## [GIVEN TASK 1]
Please explain in one to three sentences why the writer of the text on community strategic planning below suggests that topic proposals be about generic issues and medium- or long-term goals.
## [GIVEN TASK 2]
Write what follows the last sentence of the text on community strategic planning below.

## [READING TEXT]
+---+
Volunteer community independence and associated free speech are generally thought to be a good thing for the purposes of governance, though not everyone agrees, or at least, by their actions support this philosophy when faced with "Public Relations non-positive" subjects.
Fae
Balázs Viczián, 14/07/2014 13:53:
Imo all of the below and about 70-80% of the topics previously brough up in this thread can be solved/actioned/discussed/amended/etc by the community
So you're confirming that they're on topic for the proposal :) which was «Perhaps it's time that we in the community create our own strategic plan and develop strategic options». Interestingly, no topic so far was mentioned by more than one person among those who replied so far. Such a list of topics would therefore result in everyone talking past each other. To avoid that, maybe topic proposals should be about generic issues and medium/long-term goals rather than about your pet peeve or pet proposal. As a reminder, thousands of such "atomic" items are already best collected on our wikis, for instance * https://strategy.wikimedia.org/wiki/Category:Proposals * https://meta.wikimedia.org/wiki/Category:Issues * https://meta.wikimedia.org/wiki/Category:Proposals where I encourage you to add stubs for each idea you have. The problem is always identifying a common ground where to actually meet and build a shared understanding of the way forward. (Or even just a self-consistent summary of all opinions.) Read https://strategy.wikimedia.org/wiki/Task_force subpages again, 5 years later, if you doubt.
+---+
## [RECORDED DATA]

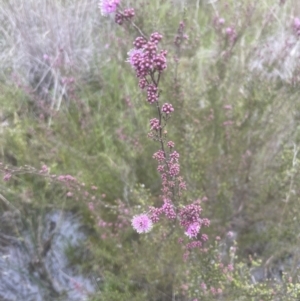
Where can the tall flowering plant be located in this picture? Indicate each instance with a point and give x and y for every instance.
(149, 63)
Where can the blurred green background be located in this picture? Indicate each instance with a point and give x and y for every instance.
(69, 100)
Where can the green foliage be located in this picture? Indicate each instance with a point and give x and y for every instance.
(248, 169)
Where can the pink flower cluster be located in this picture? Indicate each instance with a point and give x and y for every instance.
(296, 26)
(142, 223)
(108, 6)
(149, 62)
(145, 58)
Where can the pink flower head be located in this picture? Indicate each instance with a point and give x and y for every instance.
(108, 6)
(193, 230)
(133, 55)
(142, 223)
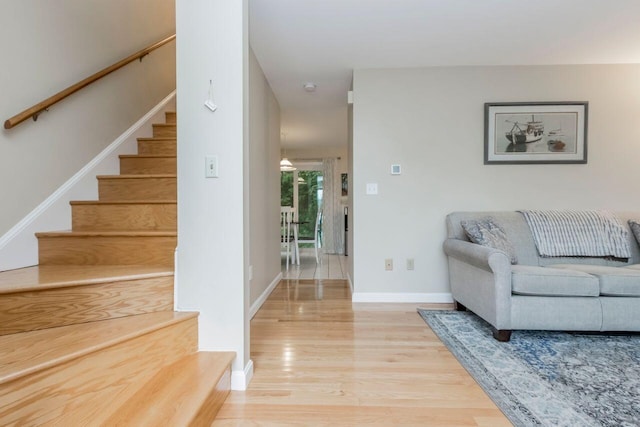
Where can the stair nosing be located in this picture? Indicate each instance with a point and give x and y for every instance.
(138, 176)
(107, 233)
(51, 362)
(158, 138)
(124, 202)
(148, 156)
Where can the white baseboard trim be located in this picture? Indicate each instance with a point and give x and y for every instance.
(240, 379)
(436, 298)
(258, 303)
(23, 245)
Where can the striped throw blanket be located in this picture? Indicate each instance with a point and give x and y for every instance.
(578, 233)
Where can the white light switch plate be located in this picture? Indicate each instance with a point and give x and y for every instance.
(372, 188)
(211, 166)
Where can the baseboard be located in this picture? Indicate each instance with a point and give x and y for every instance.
(262, 298)
(240, 379)
(19, 247)
(436, 298)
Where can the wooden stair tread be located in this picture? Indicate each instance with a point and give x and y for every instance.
(29, 352)
(123, 202)
(177, 393)
(136, 176)
(60, 276)
(67, 233)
+---+
## [TASK RESULT 1]
So far, none of the topics raised was mentioned by more than one of the people who replied, so a list of such topics would leave everyone talking past each other. Proposals about generic issues and medium- or long-term goals are meant to avoid that.

## [TASK RESULT 2]
Nemo
On Mon, Jul 14, 2014 at 3:25 AM, Pine W wiki.pine@gmail.com wrote:
Hi community members,
I'm wondering how many people might be interested in having an IRC meeting regarding the community's relationship to WMF and potentially developing our own strategic plan that would be independent of WMF. In the past few days I've heard some defense of WMF but mainly criticism and pessimism, especially people recalling past hurts and feeling powerless to negotiate with WMF. Perhaps it's time that we in the community create our own strategic plan and develop strategic options.
Please note that this would be a long-term planning meeting and we are not likely to make major decisions, but we would start brainstorming and laying some foundations.
Topics of possible discussion regarding our relationship with WMF:
- Strategic options, such as finding alternative organizations to WMF for
hosting Wikimedia sites or creating a new hosting organization that is aligned with community values.
- Activism at the Board and grassroots levels.
Topics of possible discussion regarding other strategic issues:
- Internal reform of the community, such as a fresh look at Wikimedia's
founding principles and the Five Pillars, including civility.
- What we can do as a community about our active editor statistics.
I expect this would be an interesting meeting if people are interested in participating, and I hope that we would brainstorm some ideas about how we want to move forward on all of these questions and others if we have time. If there are many participants, which would be *great*, then we may need additional meetings or to move the conversation on-wiki.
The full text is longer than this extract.